Text for analysis:

By Joe Scalzo
For Drew Dosch, the first 20 minutes were the worst.
It was May 17 in the fourth inning of a Saturday game at Valparaiso. With one out, the Youngstown State junior laid down a sacrifice bunt — a pretty good one, he can’t help adding — and as he neared the bag, he saw Valpo’s first baseman reach across the line to try to tag him near the bottom of his legs.
“I was like, ‘No big deal, I’m just going to step over his arm and get to the bag,’” Dosch said. “When I landed, my [right] knee was completely locked out and caused it to hyperextend.”
That’s when he heard a pop. He tumbled to the ground, then tried to roll over and get up.
“And that’s when the pain hit,” he siad. “I was like, ‘This is not good.’”
He started rolling around in pain, with YSU’s trainer trying to get him to sit still. And that’s when a terrible thought entered his mind: “I just lost everything.”
“The first 20 minutes were just terrible on me,” he said. “I thought everything that I worked for over the past year, especially my sophomore year and the summer I had at the Cape [Cod League] just went out the window.
“But once I started talking to my family and the people around me and got through that first night — I had about two hours of sleep that night because of the pain — I kind of decided there was nothing I could do about it. I couldn’t run back down to first base again.”

Information provided:
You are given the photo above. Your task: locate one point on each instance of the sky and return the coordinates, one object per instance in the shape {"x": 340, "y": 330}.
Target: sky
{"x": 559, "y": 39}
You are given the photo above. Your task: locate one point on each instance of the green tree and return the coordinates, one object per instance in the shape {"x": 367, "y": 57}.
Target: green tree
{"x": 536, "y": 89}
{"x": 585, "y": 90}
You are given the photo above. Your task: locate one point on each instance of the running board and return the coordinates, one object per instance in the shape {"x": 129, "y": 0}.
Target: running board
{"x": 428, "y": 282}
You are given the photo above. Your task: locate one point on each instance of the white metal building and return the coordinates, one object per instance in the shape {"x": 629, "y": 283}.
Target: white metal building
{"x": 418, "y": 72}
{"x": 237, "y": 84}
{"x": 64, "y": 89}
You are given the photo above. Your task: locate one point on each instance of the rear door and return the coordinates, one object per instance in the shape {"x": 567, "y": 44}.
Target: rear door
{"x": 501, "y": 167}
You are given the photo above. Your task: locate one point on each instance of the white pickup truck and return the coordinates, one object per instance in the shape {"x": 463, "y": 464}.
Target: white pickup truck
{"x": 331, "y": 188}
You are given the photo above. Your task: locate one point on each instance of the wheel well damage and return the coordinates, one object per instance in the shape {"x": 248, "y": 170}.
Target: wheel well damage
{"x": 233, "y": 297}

==

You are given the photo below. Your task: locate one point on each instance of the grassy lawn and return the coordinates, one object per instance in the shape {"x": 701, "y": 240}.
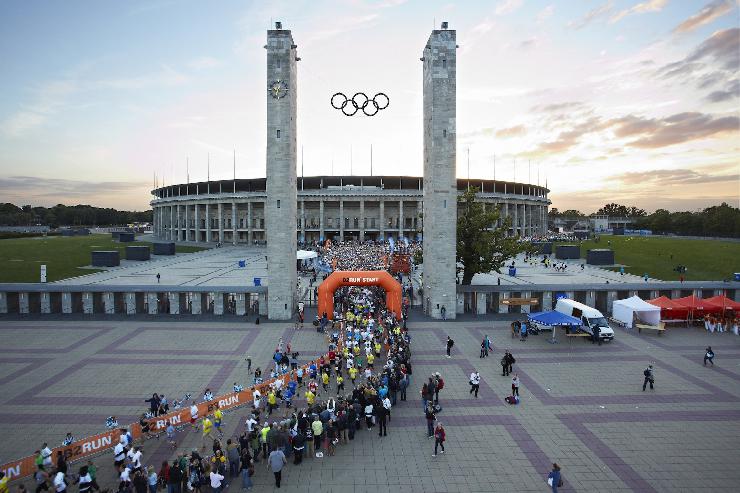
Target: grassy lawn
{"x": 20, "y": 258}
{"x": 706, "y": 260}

Assignment 1: In the article about Drew Dosch's knee injury, how many hours of sleep did Dosch get on the first night after the injury?
Assignment 2: Translate this sentence from the article about Drew Dosch's knee injury into Spanish: "He tumbled to the ground, then tried to roll over and get up."
Assignment 3: Continue the article about Drew Dosch's knee injury, starting after its last sentence.

Reply 1: About two hours.

Reply 2: Cayó al suelo y luego intentó darse la vuelta y levantarse.

Reply 3:
As he waited to find out the extent of the damage, he started working with YSU athletic trainer Sarah Sydor, “who has been unbelievable for my mental attitude.” The results on his knee weren’t great — he tore his anterior collateral ligament — but his medial collateral ligament and meniscus were OK.
Today, Dosch will have reconstructive ACL surgery with the Pittsburgh Pirates’ medical director, Dr. Patrick DeMeo. There’s a chance he may have damaged his LCL (lateral collateral ligament) or one of his hamstring tendons, but he’s planning on a six- to nine-month recovery.
And that’s where things get sticky. Dosch, a two-time first team all-Horizon League selection, was ranked as one of the 15 best third basemen by Baseball America just before the injury. He likely would have been picked in the first five rounds of the MLB draft, which begins Thursday.
Now? Who knows? A lot may depend on today’s surgery, when Dr. DeMeo will be able to provide more information to teams.
“The draft is kind of out of my hands,” Dosch said. “The only thing I can control is getting the surgery done, getting my rehab done and getting my knee back where it was.
“I have faith that everything will work out, but we’ll see what happens. There’s no guarantee on anything.”
While Dosch’s injury came at a terrible time — YSU played just three more games after his injury — Penguins coach Steve Gillispie was impressed with Dosch’s attitude.
“Even on the day he got hurt, he said, ‘Well, we’ll see what it is and get it fixed,’” Gillispie said. “That’s the type of person he is. He’s extremely positive. There’s no crying over spilled milk. He’ll move forward and do what he has to do.”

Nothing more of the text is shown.